*DATA RECORDS*.
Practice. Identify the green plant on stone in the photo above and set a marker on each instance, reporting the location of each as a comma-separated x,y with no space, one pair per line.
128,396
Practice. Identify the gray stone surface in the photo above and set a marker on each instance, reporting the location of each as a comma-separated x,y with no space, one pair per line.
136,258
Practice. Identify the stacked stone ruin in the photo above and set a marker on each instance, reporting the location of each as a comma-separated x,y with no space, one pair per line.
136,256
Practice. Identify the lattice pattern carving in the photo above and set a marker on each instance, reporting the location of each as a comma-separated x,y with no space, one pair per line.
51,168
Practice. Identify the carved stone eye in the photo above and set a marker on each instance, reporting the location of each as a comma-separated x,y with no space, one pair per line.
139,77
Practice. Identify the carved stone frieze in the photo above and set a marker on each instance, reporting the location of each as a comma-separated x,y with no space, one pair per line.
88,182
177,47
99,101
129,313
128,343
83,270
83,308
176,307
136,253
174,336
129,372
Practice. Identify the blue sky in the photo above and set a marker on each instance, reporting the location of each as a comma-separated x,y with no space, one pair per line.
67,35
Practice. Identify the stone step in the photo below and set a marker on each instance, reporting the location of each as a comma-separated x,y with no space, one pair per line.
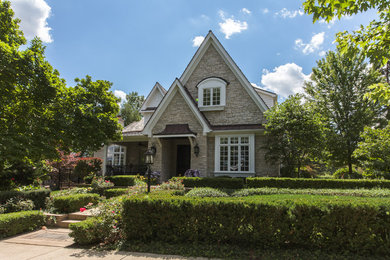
66,223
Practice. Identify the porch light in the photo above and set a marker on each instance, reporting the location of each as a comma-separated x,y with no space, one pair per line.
149,160
196,150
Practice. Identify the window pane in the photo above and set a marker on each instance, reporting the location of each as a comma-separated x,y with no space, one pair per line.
206,97
244,158
234,158
223,160
234,140
216,96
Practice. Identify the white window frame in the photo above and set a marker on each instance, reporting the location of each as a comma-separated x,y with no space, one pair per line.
121,153
212,83
217,159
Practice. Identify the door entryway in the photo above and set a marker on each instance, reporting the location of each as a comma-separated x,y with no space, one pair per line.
183,159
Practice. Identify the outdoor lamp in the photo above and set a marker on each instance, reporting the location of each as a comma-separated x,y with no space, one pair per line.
149,159
196,150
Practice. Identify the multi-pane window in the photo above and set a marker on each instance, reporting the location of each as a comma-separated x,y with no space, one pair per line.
116,155
234,153
211,96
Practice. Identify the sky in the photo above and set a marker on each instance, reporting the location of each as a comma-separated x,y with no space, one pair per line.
135,44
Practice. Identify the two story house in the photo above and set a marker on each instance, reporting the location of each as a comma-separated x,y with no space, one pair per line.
210,119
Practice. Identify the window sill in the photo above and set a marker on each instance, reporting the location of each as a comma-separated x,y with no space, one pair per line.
211,108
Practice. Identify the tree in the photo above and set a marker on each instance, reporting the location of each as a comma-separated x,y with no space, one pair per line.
130,109
38,113
337,90
294,134
372,39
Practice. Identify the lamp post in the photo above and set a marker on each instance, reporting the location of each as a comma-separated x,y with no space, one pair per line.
149,159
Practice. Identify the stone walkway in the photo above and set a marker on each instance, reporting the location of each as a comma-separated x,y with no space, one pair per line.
57,245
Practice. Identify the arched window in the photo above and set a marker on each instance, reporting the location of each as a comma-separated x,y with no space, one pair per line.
212,94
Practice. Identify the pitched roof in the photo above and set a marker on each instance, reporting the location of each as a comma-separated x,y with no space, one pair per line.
211,39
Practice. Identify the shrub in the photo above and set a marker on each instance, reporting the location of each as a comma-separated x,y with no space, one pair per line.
206,192
72,203
360,226
218,183
19,222
17,204
299,183
115,192
37,196
123,180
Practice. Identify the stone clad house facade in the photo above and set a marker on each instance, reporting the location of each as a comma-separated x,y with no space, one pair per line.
210,119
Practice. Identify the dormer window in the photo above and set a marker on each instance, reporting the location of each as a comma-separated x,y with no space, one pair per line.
212,94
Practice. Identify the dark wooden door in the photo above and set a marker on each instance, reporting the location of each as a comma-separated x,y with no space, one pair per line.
183,159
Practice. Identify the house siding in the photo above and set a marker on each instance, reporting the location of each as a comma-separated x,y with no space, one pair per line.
240,107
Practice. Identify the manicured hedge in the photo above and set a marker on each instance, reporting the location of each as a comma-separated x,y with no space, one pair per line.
122,180
89,231
19,222
115,192
37,196
218,182
362,226
301,183
73,203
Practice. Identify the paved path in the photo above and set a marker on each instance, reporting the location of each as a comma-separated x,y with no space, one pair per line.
55,244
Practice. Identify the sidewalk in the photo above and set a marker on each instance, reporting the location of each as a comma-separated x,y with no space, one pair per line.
55,244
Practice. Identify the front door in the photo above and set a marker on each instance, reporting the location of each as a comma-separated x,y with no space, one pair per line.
183,159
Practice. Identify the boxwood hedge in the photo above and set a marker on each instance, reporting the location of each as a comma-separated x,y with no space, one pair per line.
301,183
360,226
213,182
19,222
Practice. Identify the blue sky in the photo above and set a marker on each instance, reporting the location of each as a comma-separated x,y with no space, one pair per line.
136,43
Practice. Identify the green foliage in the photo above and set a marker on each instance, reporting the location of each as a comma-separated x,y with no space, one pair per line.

*ASSIGNED TASK*. Give the listing again exactly, excluding pictures.

*ANSWER TO THE PROBLEM*.
Practice. Identify the green plant on stone in the photo above and set a marker on each instance, reporting the location of each as a comma-separated x,y with no space, one pair per line.
128,396
Practice. Identify the gray stone surface in the photo above and set a marker on each instance, reporting the location of each as a comma-separated x,y with no space, one pair per line.
136,258
Practice. Identify the stacked stone ruin in the photo above and set a marker on each instance, reporting the location of each as a comma-separated x,y with no space, one pair per line.
136,256
Practice. Identify the lattice pattern carving in the photo above and set a marker on each instance, reporting the location of each as a comma-separated x,y with no space, one pair per line.
51,168
Practice. Identify the carved stone eye in the photo above and set a marker on each instance, reporting the location of each as a comma-separated x,y with no space, one pair per line.
139,77
Practice. Identify the carved stone frieze in the photo above and set a marker on each instance, reporting the location of each as a comma-separated x,y with no space, one pair per line.
88,182
177,47
99,101
129,313
128,343
83,270
83,308
176,307
136,253
174,336
129,372
Practice. Identify the blue sky in the photo above and set a marker on each instance, reporting the location of each as a comma-separated x,y with no space, one pair per line.
67,35
Practice. Identify the stone step in the photo below and set a marker on each instance, reporting the location of each as a comma-separated x,y with no space, one pair per line.
66,223
Practice. Identify the porch light in the photo above and set a marker on each instance, reporting the location of each as a comma-separated x,y with no space, one pair per line.
149,160
196,150
Practice. Identify the window pane in the photo above and set a marker on each instance, reporting the location of each as a comma-separated x,y with no space, one pair per line.
206,97
244,158
234,158
223,160
234,140
216,96
Practice. Identify the white window frame in the photo above and set a marker on each instance, reporting the location of each as a comma-separated x,y with no space, one pair per line.
121,153
212,83
217,159
Practice. Identify the door entryway in the photo above and set a marker on each instance, reporting the location of each as a comma-separated x,y with no space, one pair per line.
183,159
Practice. Identify the outdoor lamp in the photo above and set a marker on each instance, reporting the location of each as a comma-separated x,y with no space, one pair per line.
149,159
196,150
Practice. Identify the multi-pane window in the photo above and set a marker on each instance, reporting the location of each as a comma-separated x,y with no space, one pair per line.
116,155
234,153
211,96
Practice. Identify the sky in the photo above and set a marker on each instance, reporting the location of each as a comma-separated x,y with no space, one pair per line.
135,44
Practice. Identify the two story house in the photo above and set a marker on each instance, reporting the location of each as a comma-separated x,y with no space, one pair per line.
210,119
Practice. Identify the window sill in the photo above and set a marker on each instance, reporting the location of each as a comma-separated x,y with no space, one pair per line.
211,108
Practice. Identify the tree in the photo above and set a marker on each instance, reporting the location of each as a comma-separated x,y with no space, one pair per line.
130,109
38,113
337,90
294,134
372,39
Practice. Identify the lamp post in the photo above and set a marker on each instance, reporting the location of each as a comma-separated x,y with no space, one pair per line.
149,159
Practice. Identify the stone walkway in the photo above and set a marker on each instance, reporting the location of each as a comma-separated x,y with no space, one pair per line.
57,245
Practice. Identify the arched window in the photo above and set a marker on each instance, reporting the location of each as a comma-separated x,y with no space, one pair per line.
212,94
Practice. Identify the pitched roof in the photo above and set a marker on each instance, reporting the location of each as a comma-separated x,y with no space, one pair per line.
211,39
Practice. Identify the shrub in the photo above and set a marker on each instance, reporting the location of each as a comma-separated x,y with no space, one pair per line.
206,192
72,203
360,226
218,183
19,222
17,204
299,183
115,192
37,196
123,180
Practice. Identify the stone clad house facade in the photo above and set a marker on each instance, reporting the location of each as a comma-separated x,y with no space, one pair per line.
210,119
Practice. Identify the dormer window in the photo above and set a marker on each instance, reporting the location of each as a comma-separated x,y with no space, one pair per line.
212,94
Practice. Identify the dark wooden door in the photo above and set a marker on each instance, reporting the location of each as a comma-separated x,y with no space, one pair per line.
183,159
Practice. Identify the house siding in the photo above and set a marker on each instance, reporting the location of each as a comma-separated x,y with no space, one pair per line.
240,107
Practice. Identify the manicured hedge in the photo above and set a marker on each instance, reporting the location of each as a comma-separated x,y with no space, one pair per line.
122,180
89,231
19,222
115,192
37,196
218,182
362,226
301,183
73,203
Practice. Identify the paved path in the photo above and set a marker on each instance, reporting the location of each as a comma-separated x,y with no space, one pair per line.
55,244
Practice. Identify the sidewalk in the photo above and set a marker on each instance, reporting the location of each as a comma-separated x,y with no space, one pair per line.
55,244
Practice. Identify the front door in the photo above and set a marker on each instance, reporting the location of each as a comma-separated x,y with no space, one pair per line.
183,159
Practice. Identify the boxwood hedge in the photo above and set a marker on each instance, reporting the location of each as a comma-separated x,y with no space, one pair per line.
301,183
360,226
213,182
19,222
Practice. Identify the blue sky in the photo above and set a marker on each instance, reporting the location of each as a comma-separated x,y with no space, one pair per line.
136,43
Practice. Identify the green foliage in the photo above and set a marker on each instance, reporting the location of each as a comma-separated x,y with no space, one pair per line.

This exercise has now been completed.